Render the records as a Markdown table with the columns Row and Line, starting at the line that contains "If you could tag the distant ridge" and running through the end of the records, skipping blank lines.

───── Material for this task

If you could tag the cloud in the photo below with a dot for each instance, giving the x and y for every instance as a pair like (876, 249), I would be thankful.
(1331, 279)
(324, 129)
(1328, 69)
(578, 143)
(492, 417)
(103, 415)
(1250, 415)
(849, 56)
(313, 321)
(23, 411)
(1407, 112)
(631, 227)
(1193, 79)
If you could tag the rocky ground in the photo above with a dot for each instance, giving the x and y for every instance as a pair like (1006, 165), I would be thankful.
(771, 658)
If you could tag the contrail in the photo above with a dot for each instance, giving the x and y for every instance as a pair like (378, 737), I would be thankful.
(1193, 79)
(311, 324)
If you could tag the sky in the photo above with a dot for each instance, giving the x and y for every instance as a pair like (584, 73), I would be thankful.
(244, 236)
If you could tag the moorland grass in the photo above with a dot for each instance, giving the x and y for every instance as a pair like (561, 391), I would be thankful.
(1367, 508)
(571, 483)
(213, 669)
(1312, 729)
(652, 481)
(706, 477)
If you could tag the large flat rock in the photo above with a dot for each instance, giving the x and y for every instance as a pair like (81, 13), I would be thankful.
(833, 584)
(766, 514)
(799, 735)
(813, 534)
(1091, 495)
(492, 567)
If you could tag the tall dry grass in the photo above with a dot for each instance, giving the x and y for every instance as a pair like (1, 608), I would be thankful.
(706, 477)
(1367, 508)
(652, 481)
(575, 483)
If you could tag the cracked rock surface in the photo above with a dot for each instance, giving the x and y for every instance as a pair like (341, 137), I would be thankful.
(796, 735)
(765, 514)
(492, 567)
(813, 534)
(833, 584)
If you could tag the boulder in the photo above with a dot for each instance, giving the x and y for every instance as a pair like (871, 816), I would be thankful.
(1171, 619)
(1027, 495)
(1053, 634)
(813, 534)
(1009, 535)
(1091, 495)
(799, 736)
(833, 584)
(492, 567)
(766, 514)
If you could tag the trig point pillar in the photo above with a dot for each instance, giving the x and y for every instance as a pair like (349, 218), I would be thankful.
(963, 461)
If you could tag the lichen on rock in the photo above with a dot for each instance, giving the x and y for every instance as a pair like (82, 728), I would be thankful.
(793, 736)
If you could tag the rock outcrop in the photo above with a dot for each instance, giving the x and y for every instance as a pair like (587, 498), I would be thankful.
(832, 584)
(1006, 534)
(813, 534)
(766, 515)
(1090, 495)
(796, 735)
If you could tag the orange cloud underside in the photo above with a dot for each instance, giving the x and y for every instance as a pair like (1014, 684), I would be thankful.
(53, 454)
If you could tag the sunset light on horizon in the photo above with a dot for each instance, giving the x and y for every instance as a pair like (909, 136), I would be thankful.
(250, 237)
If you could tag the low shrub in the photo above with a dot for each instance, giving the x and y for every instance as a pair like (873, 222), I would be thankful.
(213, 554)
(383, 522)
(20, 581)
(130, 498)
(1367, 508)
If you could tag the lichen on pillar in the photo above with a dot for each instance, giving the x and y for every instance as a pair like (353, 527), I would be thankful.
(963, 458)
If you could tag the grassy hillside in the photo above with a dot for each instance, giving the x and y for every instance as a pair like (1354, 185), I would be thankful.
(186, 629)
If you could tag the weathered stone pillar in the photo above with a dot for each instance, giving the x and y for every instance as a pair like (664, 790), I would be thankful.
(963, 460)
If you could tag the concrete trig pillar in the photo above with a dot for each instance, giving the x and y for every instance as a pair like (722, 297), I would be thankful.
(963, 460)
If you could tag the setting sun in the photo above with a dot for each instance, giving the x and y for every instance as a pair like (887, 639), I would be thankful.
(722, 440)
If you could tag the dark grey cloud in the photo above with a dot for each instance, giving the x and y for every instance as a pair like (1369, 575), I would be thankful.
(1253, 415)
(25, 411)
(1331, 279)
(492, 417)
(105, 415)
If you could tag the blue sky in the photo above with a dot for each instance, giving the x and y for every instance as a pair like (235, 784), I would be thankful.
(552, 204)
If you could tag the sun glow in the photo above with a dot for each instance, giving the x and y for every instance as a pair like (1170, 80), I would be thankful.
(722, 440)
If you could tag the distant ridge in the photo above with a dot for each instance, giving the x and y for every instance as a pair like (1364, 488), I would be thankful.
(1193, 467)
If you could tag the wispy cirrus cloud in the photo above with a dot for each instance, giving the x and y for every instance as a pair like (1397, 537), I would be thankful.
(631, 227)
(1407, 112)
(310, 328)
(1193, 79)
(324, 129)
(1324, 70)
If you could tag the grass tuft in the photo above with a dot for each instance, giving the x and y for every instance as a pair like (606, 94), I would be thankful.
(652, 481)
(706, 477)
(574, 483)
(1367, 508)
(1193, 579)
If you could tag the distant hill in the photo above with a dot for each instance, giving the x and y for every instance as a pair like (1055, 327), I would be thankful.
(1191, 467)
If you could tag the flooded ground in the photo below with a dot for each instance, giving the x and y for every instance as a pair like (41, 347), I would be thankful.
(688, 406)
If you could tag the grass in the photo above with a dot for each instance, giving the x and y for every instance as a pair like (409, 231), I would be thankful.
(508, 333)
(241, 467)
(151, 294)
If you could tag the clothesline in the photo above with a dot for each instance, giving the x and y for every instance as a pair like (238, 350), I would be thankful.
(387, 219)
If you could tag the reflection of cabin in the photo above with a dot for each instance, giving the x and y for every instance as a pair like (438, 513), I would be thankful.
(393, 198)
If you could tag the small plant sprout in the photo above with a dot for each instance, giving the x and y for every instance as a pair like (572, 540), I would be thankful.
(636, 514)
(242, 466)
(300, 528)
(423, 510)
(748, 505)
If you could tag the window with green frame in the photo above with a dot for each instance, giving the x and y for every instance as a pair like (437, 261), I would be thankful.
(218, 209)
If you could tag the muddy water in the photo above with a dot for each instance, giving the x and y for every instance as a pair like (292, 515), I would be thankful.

──────────

### Exercise solution
| Row | Line |
|---|---|
| 1 | If you could tag the distant ridge in the photo above with a dot for each instance, giving the x and y for every instance as a pair like (1364, 488), I would be thankful. |
| 2 | (1193, 467) |
| 3 | If you could tag the wispy cirrus cloud in the photo above with a dot for each instance, giving the x and y for every instance as a pair like (1397, 537), I would be thankful. |
| 4 | (631, 227) |
| 5 | (1407, 112) |
| 6 | (310, 328) |
| 7 | (1193, 79) |
| 8 | (324, 129) |
| 9 | (1324, 70) |
| 10 | If you could tag the grass tuft in the photo above with a dot for each instance, giving the x and y for every instance as a pair like (606, 94), I would be thankful. |
| 11 | (652, 481) |
| 12 | (706, 477) |
| 13 | (574, 483) |
| 14 | (1367, 508) |
| 15 | (1193, 579) |
| 16 | If you could tag the distant hill in the photo above with a dot for each instance, giving the x and y for every instance as a pair like (1055, 327), I would be thankful. |
| 17 | (1191, 467) |
| 18 | If you could tag the flooded ground in the photo below with a dot for each instance, giving the x and y for every instance as a pair like (41, 347), I would be thankful. |
| 19 | (688, 406) |
| 20 | If you could tag the grass in the photo above with a dot for each instance, giving the x and y for every instance as a pair like (409, 231), I would be thankful. |
| 21 | (508, 333) |
| 22 | (241, 467) |
| 23 | (151, 294) |
| 24 | If you could tag the clothesline in the photo above with a dot for each instance, giving the x and y for every instance as a pair like (238, 350), I would be thankful. |
| 25 | (387, 219) |
| 26 | If you could tag the reflection of cabin in the photo above with a dot for each instance, giving the x and y for every instance as a pair like (438, 513), I would be thankful. |
| 27 | (393, 198) |
| 28 | If you could tag the small plant sprout in the photo above with a dot for each instance, giving the x and y for every instance as a pair like (572, 540), I would be thankful. |
| 29 | (636, 514) |
| 30 | (242, 466) |
| 31 | (300, 528) |
| 32 | (423, 510) |
| 33 | (748, 505) |
| 34 | If you could tag the window with green frame in the photo above with a dot for each instance, giving the x and y for every instance as a pair like (437, 261), I would be thankful. |
| 35 | (218, 209) |
| 36 | If you could tag the muddy water in the photo above with a dot for each instance, giving the x and y for every instance as a pair like (292, 515), I would be thankful. |